> _TEXT PASSAGE_:

● ● ● ●

Analysis
In his essay “Inside the Whale,” Orwell describes the art of Henry Miller, who allowed himself to become “swallowed” by his experiences and so became a true underground man. For Orwell, the life experience could be transformed into realistic art only if the writer is authentic, absolutely true to his subject without distorting it. In Down and Out in Paris and London, Orwell attempts to write as an honest observer, a plain, direct man with a passion for social reform. To achieve these ends, he employs a narrator who is candid, dryly clever, but not self-analytical. The speaker’s surface impressions, his surface irony, must carry conviction. The narrator is unflappable, unsentimental, as objective as a camera lens. The reader cannot determine why the narrator has risked his health and well-being to live among the down-and-out. Surely, as an educated man, young and (at least at the beginning of the narrative) in good health, he would seem to have opportunities to escape his predicament. Why must he deliberately starve himself to the point of death? Is he merely attempting, as a writer, to discover at first hand the sensations of misery, poverty, and famine? Or is he motivated by a masochistic urge that demands excessive punishment in return from some unacknowledged guilt? Orwell skillfully turns the reader’s attention away from these questions by focusing upon the vision of the narrator, not upon the man himself.

● ● ● ●

> _DATA EXCERPTS_:
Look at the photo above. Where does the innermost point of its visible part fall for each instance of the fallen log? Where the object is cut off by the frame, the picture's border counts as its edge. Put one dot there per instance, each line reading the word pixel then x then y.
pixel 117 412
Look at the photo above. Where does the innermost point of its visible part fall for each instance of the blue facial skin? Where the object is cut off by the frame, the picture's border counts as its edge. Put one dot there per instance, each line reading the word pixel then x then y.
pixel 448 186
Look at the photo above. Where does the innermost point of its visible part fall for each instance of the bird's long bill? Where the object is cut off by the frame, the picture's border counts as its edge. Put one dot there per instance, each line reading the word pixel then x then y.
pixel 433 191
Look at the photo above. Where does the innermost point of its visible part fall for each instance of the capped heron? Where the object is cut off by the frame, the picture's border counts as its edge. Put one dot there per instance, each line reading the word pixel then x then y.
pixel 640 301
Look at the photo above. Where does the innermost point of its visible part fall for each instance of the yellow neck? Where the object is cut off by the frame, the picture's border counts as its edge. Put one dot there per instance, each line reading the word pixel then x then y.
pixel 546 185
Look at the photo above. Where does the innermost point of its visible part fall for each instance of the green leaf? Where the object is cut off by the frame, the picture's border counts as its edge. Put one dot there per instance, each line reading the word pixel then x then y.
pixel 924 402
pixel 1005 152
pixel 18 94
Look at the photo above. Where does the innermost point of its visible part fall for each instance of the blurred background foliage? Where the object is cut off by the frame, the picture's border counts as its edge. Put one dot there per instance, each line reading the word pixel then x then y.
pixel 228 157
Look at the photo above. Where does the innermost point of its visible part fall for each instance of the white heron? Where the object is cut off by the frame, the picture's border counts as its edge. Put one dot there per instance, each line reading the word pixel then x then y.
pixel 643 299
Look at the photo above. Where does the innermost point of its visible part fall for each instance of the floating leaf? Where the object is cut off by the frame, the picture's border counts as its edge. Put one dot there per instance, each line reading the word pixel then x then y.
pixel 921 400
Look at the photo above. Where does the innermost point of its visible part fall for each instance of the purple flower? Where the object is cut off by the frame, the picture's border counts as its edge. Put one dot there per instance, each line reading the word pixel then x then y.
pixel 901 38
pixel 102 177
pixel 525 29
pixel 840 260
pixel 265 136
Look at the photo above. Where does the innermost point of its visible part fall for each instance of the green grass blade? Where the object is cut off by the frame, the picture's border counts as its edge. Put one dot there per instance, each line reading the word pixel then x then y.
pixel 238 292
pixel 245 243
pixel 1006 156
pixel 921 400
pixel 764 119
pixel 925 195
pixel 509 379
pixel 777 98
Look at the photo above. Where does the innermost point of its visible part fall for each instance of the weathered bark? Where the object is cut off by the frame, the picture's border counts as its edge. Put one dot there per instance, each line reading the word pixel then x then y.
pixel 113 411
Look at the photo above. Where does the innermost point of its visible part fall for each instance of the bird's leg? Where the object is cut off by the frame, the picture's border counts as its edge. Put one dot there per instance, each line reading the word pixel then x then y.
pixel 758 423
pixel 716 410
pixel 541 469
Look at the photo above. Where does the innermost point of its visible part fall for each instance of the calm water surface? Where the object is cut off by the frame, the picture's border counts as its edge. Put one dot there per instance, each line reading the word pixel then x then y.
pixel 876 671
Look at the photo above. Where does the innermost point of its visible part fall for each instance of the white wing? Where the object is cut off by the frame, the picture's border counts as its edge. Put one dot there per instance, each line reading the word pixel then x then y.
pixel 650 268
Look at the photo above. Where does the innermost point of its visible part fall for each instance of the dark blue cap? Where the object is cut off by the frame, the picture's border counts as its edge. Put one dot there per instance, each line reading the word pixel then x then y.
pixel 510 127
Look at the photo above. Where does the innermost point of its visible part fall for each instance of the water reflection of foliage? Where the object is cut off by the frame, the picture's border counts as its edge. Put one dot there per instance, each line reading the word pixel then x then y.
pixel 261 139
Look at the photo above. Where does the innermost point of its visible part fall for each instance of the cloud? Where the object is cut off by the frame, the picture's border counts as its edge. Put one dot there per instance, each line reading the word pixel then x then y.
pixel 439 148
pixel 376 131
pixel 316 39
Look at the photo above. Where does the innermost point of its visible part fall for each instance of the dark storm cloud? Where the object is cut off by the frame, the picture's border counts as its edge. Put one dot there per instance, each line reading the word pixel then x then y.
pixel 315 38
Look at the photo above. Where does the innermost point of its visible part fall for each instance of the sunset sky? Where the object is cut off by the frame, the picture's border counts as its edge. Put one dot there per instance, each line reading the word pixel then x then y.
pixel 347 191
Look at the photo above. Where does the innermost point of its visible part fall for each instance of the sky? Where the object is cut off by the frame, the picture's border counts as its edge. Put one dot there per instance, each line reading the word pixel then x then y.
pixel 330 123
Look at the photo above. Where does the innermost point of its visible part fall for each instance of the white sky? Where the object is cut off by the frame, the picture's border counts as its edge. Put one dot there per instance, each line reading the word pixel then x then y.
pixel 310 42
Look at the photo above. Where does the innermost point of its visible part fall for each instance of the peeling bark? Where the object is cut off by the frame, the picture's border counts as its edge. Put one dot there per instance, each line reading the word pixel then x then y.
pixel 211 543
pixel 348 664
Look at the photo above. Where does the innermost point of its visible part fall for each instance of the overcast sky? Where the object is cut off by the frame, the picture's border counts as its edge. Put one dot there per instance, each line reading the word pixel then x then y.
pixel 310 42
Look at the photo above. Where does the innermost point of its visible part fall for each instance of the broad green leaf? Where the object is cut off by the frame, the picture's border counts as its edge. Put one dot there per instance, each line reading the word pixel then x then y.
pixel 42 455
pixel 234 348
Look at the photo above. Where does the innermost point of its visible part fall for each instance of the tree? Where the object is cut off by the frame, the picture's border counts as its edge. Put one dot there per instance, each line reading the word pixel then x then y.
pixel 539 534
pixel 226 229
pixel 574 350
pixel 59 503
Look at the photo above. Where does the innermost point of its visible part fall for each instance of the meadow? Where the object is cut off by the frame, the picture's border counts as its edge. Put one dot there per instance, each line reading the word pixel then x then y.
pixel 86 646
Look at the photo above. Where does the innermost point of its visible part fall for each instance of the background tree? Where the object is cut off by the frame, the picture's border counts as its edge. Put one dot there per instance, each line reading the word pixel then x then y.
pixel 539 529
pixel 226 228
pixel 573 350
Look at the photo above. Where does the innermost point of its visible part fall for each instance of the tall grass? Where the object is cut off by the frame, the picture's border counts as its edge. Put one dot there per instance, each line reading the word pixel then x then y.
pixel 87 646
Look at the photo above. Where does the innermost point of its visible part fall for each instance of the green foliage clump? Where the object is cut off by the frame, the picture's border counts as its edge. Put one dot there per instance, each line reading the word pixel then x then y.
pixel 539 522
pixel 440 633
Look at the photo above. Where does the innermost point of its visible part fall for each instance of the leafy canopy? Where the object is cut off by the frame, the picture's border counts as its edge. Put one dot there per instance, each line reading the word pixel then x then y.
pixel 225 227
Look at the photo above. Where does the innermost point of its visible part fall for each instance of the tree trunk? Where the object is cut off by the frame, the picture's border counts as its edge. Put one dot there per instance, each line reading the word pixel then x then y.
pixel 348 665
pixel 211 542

● ● ● ●

> _EXERCISES TO COMPLETE_:
[A] In one to three sentences, explain why, according to the analysis of Down and Out in Paris and London, Orwell uses a narrator who is candid, dryly clever, but not self-analytical.
[B] Answer these questions from the analysis of Down and Out in Paris and London:
(i) In which essay does Orwell describe the art of Henry Miller?
(ii) To what is the narrator's objectivity compared?
(iii) Where does Orwell focus the reader's attention instead of on the narrator himself?
[C] Carry on the analysis of Down and Out in Paris and London from its final sentence, in the same textbook voice.
The records have no connection to the analysis of Orwell's Down and Out in Paris and London.

> _RESULTS FOR THE EXERCISE_:
[A] Orwell wants to write as an honest observer, a plain, direct man with a passion for social reform. The candid, unreflective narrator serves that aim. Behind it lies Orwell's belief that experience becomes realistic art only when the writer is authentic and true to his subject without distorting it.

[B]
(i) "Inside the Whale."
(ii) A camera lens.
(iii) On the vision of the narrator.

[C]
Similarly, when he treats the London episode, Orwell never offers a satisfactory explanation for the narrator’s descent down the social-class ladder. Why does he not seek some help—perhaps a personal loan? When he loses his job, the narrator’s first thought is to sell his “respectable” clothes, a sure means of ruining his chances for respectable employment. What sort of man would submit so passively to the condition of vagrant? Orwell never explains the psychology of his protagonist, because the reader is urged to consider the narrator’s message instead of his motivation. The point of the book is precisely to make that message clear: that poverty is degrading to both body and soul, that the authorities of Paris and London have neither concern for the poor nor a workable plan for their succor, and that a sensible (socialistic) plan could greatly improve the condition of the down-and-out.
Near the end of the Paris episode (chapter 22), Orwell summarizes his case against the exploitation of the plongeur, the dishwasher, as a wage slave:He is kept at work, ultimately, because of a vague feeling that he would be dangerous if he had leisure. And educated people, who should be on his side, acquiesce in the process, because they know nothing about him and consequently are afraid of him.
To his audience of humane, educated readers, Orwell argues that plongeurs (who, after all, are symbolic of “numberless other types of workers”) have faces and souls and must be understood in order not to be feared.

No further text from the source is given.